PROBLEM DESCRIPTION: Scan the data for lines with "seed" and report the count by itself.

RECORDS FOR PROCESSING: Begin

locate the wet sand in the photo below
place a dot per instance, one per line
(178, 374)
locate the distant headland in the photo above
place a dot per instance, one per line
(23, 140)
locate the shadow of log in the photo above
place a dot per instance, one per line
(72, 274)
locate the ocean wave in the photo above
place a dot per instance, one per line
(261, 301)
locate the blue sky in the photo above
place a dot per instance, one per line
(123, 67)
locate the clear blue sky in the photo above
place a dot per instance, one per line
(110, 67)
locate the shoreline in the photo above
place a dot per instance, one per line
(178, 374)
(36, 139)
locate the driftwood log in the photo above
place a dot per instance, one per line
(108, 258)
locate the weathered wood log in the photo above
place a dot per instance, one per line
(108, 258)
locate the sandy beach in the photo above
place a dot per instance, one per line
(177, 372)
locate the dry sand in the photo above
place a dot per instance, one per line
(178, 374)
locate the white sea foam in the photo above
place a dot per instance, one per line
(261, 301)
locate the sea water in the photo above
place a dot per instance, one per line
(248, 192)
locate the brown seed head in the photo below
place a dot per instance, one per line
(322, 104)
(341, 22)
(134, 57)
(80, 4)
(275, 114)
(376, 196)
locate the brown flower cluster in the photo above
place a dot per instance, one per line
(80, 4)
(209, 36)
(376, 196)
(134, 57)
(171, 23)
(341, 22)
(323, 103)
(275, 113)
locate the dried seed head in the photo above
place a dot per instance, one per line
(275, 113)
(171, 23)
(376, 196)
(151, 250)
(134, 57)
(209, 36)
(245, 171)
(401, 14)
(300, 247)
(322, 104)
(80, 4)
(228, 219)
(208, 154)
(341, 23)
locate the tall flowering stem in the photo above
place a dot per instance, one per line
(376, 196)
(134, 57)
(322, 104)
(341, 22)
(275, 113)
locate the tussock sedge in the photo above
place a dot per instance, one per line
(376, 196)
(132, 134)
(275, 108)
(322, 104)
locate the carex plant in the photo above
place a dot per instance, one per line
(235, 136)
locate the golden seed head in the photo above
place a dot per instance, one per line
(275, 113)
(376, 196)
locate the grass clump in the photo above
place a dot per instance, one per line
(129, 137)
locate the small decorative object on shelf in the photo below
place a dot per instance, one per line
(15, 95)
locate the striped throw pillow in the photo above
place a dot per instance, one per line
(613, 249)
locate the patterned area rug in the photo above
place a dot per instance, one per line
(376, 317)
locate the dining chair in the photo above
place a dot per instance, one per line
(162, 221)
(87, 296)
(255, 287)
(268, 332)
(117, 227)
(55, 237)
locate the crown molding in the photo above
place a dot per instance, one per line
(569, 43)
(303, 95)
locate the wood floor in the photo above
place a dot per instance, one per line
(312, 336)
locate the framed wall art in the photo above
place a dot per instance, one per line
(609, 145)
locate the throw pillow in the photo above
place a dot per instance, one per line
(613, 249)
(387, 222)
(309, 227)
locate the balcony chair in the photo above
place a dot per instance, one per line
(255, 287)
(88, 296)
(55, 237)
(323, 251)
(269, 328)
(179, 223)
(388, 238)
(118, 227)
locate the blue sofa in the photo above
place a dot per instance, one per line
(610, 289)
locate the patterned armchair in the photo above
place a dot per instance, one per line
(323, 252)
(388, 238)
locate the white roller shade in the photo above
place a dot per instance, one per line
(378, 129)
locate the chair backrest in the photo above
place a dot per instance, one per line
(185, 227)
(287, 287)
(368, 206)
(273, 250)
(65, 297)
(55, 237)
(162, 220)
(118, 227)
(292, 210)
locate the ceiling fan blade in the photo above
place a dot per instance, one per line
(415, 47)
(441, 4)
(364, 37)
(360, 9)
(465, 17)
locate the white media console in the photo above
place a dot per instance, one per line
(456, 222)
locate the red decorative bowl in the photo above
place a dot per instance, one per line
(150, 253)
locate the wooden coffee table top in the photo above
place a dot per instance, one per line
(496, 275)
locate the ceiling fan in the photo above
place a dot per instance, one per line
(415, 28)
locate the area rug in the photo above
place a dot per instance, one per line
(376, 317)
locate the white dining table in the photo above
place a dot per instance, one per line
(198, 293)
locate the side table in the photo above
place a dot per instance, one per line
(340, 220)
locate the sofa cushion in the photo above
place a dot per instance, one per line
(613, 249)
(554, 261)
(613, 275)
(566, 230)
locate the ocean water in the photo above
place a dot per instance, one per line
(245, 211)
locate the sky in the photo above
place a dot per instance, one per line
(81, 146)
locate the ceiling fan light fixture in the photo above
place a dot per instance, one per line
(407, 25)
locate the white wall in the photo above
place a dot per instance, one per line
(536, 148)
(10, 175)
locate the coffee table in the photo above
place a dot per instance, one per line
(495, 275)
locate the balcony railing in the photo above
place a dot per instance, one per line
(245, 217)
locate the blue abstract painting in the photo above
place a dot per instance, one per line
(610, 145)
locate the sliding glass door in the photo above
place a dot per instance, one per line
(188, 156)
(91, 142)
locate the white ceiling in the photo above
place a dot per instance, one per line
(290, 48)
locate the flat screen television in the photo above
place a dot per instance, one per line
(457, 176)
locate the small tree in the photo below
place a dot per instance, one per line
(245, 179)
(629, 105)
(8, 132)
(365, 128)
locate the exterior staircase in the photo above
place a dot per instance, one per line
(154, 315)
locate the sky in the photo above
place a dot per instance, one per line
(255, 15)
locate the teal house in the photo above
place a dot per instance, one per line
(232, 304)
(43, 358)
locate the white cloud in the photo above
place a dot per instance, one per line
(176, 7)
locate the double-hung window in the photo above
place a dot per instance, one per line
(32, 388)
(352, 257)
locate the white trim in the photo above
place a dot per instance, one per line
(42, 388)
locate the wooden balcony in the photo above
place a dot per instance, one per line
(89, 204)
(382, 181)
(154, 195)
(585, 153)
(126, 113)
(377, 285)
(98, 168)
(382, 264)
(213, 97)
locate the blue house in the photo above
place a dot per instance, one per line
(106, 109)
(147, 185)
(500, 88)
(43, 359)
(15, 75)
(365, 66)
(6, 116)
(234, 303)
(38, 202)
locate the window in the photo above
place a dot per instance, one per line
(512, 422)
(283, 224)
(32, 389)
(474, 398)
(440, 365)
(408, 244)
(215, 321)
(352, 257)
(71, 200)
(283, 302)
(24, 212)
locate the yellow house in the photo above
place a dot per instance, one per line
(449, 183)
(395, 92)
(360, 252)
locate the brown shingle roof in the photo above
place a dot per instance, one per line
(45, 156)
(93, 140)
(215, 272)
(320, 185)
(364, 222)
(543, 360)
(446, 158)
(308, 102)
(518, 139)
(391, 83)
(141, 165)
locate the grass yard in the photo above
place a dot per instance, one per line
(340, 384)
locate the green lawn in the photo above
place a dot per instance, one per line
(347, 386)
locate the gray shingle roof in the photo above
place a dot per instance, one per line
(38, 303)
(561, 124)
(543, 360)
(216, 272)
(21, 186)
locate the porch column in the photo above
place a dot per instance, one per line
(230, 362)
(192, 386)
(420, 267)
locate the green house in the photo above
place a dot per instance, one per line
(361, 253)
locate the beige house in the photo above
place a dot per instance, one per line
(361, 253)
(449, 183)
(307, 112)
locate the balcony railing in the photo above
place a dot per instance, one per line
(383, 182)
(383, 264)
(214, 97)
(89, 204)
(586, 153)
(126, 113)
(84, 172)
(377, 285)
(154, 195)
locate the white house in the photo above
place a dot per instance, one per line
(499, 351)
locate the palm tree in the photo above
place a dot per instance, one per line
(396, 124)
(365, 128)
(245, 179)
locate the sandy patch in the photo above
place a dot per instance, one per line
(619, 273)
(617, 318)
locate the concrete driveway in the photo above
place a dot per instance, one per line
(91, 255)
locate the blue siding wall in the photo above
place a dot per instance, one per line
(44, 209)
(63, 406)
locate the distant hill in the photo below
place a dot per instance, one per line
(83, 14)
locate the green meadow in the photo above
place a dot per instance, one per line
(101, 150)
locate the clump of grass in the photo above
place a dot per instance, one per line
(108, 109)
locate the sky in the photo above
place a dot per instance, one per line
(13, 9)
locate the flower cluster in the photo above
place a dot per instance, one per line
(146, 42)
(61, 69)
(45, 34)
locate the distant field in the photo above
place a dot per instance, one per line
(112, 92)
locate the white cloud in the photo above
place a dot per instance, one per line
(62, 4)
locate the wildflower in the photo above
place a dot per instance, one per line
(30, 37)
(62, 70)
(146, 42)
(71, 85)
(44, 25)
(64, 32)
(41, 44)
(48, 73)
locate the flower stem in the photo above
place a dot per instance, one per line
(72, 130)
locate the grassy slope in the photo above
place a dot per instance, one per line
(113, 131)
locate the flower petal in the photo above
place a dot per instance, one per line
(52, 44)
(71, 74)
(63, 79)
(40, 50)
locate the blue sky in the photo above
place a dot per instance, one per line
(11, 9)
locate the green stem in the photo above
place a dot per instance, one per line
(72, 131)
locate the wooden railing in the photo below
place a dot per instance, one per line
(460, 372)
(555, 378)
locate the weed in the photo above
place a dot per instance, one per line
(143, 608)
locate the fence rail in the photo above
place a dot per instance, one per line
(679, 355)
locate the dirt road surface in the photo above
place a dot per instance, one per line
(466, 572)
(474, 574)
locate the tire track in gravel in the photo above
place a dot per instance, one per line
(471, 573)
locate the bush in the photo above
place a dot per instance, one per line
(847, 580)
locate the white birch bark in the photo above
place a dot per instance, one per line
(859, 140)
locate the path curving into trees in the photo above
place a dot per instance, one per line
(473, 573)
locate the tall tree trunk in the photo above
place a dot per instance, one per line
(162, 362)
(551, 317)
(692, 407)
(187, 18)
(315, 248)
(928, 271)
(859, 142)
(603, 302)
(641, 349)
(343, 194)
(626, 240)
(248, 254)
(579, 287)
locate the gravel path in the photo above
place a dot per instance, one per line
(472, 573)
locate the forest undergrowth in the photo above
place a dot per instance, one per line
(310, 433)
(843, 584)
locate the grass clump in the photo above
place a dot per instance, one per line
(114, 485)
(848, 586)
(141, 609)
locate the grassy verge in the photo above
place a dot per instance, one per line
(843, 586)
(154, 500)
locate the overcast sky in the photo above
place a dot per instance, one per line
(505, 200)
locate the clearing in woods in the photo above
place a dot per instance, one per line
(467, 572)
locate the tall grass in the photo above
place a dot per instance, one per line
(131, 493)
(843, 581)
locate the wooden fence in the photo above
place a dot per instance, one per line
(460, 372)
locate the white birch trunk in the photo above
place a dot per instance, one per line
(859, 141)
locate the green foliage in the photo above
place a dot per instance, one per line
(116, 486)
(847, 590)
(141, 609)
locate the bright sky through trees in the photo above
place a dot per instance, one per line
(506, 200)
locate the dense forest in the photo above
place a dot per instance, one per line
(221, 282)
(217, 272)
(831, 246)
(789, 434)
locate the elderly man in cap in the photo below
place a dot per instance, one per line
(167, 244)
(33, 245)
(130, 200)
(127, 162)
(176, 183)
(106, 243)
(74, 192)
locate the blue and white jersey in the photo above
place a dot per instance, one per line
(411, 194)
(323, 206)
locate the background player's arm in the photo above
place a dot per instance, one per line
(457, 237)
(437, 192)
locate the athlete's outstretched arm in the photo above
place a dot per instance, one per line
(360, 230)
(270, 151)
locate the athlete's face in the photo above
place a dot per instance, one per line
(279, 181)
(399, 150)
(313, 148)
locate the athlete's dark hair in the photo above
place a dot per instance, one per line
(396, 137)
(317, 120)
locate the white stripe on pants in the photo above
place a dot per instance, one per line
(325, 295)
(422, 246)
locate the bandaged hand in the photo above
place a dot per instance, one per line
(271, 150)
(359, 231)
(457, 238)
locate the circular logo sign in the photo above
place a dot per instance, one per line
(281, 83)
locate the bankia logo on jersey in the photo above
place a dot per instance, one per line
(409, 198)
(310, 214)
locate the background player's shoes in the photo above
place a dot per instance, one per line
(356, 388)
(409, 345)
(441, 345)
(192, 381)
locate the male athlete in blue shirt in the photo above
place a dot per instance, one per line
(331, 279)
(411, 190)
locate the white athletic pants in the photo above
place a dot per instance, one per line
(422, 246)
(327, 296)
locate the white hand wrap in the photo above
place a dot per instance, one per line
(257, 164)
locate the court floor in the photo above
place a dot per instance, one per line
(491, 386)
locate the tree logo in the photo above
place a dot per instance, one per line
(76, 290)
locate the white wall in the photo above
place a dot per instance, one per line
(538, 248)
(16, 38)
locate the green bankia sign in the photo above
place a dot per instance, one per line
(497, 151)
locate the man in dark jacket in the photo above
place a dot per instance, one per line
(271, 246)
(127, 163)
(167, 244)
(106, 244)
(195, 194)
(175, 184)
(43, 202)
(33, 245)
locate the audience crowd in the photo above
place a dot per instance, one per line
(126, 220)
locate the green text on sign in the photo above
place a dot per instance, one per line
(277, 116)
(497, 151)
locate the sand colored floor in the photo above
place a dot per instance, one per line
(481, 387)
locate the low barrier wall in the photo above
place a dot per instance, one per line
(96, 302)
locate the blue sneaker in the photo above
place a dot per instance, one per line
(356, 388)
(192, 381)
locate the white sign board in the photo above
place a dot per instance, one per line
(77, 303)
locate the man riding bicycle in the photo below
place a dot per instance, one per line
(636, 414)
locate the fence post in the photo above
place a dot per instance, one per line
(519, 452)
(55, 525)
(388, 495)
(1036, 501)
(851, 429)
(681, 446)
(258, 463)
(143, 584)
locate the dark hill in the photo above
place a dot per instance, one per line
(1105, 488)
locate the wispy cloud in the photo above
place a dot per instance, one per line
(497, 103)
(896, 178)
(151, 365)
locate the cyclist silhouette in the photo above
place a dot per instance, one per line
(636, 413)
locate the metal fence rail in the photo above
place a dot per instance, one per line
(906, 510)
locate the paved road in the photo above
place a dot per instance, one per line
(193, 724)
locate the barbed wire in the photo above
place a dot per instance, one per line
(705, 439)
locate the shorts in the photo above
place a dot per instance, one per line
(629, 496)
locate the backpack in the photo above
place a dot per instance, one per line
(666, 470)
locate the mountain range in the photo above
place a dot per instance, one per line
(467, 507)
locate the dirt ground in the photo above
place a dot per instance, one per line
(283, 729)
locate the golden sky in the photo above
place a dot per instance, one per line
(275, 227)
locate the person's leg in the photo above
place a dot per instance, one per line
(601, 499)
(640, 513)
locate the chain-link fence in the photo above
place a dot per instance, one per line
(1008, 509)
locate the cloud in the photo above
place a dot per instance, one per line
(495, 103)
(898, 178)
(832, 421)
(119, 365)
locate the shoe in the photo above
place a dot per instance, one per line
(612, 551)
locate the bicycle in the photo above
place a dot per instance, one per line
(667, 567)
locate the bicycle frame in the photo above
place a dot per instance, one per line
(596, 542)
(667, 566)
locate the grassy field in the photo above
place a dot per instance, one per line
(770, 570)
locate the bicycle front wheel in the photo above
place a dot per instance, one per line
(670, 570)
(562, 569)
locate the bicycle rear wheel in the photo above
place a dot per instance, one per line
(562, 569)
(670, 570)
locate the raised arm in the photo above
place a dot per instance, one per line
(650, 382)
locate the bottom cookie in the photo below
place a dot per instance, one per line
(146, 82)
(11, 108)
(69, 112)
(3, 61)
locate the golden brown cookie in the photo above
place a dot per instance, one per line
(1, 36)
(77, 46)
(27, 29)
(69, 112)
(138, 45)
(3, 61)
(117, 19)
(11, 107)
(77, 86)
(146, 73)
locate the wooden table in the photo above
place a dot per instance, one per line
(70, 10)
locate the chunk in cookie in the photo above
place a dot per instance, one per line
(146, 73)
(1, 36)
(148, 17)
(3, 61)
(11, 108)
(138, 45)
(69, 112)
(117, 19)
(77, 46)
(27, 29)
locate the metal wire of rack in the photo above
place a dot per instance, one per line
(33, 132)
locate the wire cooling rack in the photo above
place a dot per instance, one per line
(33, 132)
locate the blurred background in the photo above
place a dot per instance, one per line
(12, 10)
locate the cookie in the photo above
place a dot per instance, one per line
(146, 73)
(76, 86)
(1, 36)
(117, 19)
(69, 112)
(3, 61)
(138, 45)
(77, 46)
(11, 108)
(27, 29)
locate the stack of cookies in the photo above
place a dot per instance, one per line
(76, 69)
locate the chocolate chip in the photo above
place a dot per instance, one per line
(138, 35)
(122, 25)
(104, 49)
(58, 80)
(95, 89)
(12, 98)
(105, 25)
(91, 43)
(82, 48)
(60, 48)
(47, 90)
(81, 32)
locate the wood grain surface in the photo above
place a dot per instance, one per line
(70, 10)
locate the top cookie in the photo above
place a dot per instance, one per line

RECORDS FOR PROCESSING: End

RESPONSE FOR THIS EXERCISE: 3